## Provided records
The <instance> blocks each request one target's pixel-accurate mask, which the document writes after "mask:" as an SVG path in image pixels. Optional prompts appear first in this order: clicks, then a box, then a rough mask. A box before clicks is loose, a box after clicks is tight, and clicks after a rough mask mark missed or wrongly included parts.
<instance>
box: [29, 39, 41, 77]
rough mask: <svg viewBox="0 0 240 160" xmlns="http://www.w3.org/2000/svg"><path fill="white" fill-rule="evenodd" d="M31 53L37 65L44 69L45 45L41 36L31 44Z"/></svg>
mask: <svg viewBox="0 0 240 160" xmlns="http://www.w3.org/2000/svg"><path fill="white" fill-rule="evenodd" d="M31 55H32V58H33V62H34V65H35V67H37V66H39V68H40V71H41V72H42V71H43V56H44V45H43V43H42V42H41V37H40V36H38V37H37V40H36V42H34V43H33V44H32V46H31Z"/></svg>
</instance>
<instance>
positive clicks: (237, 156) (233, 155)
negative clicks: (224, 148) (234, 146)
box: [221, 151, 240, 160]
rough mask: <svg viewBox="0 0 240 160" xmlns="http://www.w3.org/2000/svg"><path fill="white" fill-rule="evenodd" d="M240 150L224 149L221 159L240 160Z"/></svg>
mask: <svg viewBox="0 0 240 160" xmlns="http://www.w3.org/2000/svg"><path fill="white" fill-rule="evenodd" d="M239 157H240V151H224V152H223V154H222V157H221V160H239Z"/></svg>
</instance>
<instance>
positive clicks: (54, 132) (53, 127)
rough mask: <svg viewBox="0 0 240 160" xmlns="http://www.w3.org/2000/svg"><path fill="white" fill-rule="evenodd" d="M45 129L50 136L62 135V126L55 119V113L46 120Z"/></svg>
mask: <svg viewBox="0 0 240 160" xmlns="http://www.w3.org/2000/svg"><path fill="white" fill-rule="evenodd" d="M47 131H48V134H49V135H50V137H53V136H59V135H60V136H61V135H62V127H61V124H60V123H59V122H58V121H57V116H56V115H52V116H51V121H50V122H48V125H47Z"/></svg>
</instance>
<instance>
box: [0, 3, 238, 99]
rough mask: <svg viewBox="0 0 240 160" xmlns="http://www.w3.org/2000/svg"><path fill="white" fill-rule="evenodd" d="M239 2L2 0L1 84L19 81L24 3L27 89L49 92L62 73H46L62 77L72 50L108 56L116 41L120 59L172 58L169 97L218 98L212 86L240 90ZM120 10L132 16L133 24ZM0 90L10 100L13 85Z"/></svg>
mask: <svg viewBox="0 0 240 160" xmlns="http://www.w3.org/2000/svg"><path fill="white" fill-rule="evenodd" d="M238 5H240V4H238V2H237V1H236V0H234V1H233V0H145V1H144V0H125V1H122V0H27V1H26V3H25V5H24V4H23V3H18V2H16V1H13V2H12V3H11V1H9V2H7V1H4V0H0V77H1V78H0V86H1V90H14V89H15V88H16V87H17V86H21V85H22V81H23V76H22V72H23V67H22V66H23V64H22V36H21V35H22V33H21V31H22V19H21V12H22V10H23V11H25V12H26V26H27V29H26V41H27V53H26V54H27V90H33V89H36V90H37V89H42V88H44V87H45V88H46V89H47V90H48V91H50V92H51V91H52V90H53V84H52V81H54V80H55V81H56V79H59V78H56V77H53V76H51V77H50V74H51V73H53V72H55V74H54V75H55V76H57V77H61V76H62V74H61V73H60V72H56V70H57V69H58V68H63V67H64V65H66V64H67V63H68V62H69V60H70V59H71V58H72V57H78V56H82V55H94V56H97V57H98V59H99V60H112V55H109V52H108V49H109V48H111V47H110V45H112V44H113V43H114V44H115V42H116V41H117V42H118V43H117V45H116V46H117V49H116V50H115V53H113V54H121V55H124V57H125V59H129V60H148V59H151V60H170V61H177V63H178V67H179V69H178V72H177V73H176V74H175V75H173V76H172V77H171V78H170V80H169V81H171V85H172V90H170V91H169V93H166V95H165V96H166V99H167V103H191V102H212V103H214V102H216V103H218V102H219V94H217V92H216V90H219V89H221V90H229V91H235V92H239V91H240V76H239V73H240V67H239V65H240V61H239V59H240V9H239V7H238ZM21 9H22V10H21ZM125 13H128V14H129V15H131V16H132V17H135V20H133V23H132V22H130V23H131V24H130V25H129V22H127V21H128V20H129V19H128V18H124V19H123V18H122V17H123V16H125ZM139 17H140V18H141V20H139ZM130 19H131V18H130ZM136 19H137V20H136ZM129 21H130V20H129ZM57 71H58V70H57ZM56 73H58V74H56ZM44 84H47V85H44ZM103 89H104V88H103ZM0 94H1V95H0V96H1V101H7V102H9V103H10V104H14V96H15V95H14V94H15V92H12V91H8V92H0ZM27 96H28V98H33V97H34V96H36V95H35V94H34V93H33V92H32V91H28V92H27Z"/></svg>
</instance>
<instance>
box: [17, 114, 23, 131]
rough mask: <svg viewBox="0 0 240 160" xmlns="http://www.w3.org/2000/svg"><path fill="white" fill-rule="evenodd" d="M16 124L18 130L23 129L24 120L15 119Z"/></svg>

## Instructions for the task
Show the lines of the material that contain the word "positive".

## Response to this exercise
positive clicks: (237, 156) (233, 155)
positive clicks: (54, 132) (53, 127)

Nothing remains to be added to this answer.